— begin GIVEN ENTRIES —

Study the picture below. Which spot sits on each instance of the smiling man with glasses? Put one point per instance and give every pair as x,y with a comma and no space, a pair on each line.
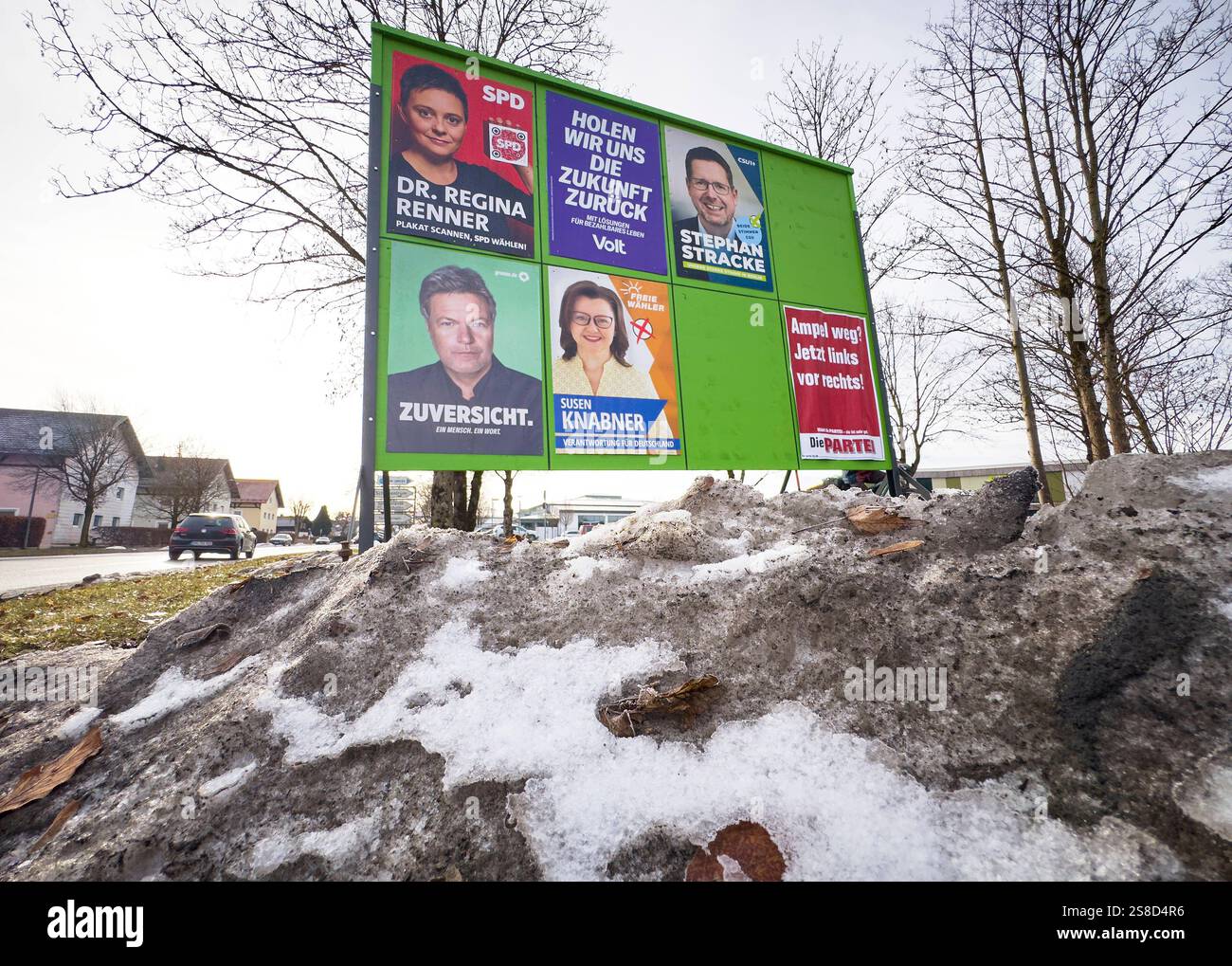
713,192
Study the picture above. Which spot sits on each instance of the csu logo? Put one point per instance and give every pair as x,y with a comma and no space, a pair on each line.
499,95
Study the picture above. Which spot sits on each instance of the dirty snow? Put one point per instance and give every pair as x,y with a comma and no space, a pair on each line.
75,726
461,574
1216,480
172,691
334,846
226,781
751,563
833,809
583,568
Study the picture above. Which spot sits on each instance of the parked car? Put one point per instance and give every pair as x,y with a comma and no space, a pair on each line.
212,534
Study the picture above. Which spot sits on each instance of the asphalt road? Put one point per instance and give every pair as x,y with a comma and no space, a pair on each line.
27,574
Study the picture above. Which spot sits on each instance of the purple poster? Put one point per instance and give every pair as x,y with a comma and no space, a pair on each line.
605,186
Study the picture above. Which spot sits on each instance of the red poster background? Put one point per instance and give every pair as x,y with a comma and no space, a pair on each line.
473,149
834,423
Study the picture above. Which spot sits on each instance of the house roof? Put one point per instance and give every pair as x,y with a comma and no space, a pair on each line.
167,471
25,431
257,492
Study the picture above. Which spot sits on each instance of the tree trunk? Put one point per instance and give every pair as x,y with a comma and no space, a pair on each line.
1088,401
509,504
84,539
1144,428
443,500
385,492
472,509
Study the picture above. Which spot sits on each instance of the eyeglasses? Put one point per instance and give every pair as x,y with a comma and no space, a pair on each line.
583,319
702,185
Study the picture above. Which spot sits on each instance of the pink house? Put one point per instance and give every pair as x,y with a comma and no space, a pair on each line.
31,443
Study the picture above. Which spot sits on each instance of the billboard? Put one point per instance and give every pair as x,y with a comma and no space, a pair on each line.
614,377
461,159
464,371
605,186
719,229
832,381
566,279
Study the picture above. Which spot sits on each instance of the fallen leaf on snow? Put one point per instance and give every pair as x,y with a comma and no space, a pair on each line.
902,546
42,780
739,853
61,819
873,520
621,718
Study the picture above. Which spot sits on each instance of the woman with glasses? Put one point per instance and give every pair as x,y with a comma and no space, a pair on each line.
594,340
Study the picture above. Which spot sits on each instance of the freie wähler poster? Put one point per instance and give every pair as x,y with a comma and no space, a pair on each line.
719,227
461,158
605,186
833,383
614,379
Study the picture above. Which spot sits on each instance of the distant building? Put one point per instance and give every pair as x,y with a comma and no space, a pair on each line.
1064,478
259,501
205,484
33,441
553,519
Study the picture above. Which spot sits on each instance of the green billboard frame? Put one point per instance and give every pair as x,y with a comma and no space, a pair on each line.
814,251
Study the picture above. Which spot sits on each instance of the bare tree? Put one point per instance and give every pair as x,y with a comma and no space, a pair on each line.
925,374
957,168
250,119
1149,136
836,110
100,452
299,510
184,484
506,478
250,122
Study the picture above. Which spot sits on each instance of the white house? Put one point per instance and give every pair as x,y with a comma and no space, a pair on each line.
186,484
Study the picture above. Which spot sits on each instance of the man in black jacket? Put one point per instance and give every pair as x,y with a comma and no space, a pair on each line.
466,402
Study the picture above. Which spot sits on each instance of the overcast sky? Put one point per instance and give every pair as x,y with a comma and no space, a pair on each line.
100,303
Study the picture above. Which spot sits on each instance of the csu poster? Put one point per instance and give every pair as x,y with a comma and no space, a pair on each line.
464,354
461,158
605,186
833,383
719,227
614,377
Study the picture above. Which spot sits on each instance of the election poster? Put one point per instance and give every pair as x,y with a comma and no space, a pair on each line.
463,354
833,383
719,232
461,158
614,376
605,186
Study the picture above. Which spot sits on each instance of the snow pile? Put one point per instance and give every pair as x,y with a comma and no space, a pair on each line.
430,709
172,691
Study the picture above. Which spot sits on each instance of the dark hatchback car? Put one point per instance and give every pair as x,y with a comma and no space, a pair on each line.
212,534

— end GIVEN ENTRIES —
— begin GIVEN ENTRIES —

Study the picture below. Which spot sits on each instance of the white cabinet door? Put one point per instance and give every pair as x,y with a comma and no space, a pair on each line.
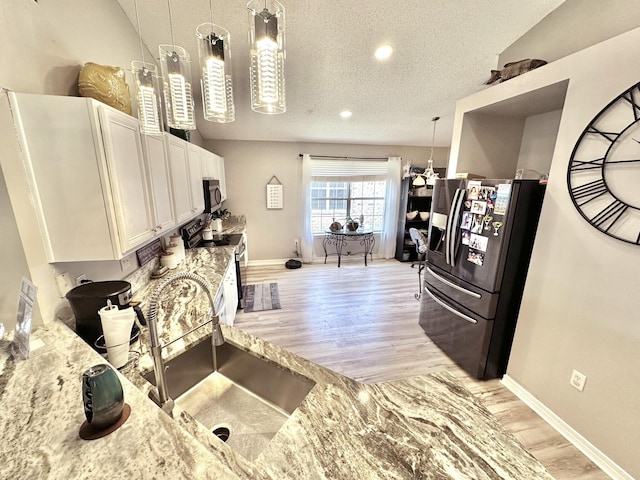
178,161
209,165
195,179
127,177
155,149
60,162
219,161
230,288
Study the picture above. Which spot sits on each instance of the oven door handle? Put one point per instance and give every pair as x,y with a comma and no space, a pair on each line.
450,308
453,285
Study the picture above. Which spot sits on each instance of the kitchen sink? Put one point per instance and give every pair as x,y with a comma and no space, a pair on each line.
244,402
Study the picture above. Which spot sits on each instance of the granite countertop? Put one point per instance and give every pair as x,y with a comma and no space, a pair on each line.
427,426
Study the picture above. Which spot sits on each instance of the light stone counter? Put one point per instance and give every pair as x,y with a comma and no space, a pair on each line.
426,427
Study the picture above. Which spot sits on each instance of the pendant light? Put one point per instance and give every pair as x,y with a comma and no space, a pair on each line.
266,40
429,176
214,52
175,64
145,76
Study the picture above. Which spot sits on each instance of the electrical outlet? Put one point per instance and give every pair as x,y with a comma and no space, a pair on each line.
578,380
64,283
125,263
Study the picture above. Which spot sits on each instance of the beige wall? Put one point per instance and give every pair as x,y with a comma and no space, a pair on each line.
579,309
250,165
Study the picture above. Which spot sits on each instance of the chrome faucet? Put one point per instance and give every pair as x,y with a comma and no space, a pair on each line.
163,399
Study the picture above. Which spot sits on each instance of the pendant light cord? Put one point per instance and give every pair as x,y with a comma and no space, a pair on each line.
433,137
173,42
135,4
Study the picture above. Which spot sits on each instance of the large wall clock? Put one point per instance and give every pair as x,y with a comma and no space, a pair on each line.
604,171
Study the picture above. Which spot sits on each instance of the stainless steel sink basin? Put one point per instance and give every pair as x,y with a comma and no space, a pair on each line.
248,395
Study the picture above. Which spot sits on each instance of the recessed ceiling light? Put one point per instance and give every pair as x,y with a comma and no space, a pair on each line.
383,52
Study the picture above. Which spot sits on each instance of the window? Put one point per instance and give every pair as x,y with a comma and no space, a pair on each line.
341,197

— end GIVEN ENTRIES —

**WHAT THE EXERCISE ASKS**
Which lines above contain the string "pendant"? Copy each one in full.

**COMPLETE OUTPUT**
Study the picture above. Which spot sits on each instance of the pendant light? Put one point per instance and give every pair as x,y with a comma and no space, a pair on each line.
Study the picture above. Which spot sits on each instance of the pendant light cord? Put one point per instance and give every pair as x,y with a comma and no space, a pair on each line.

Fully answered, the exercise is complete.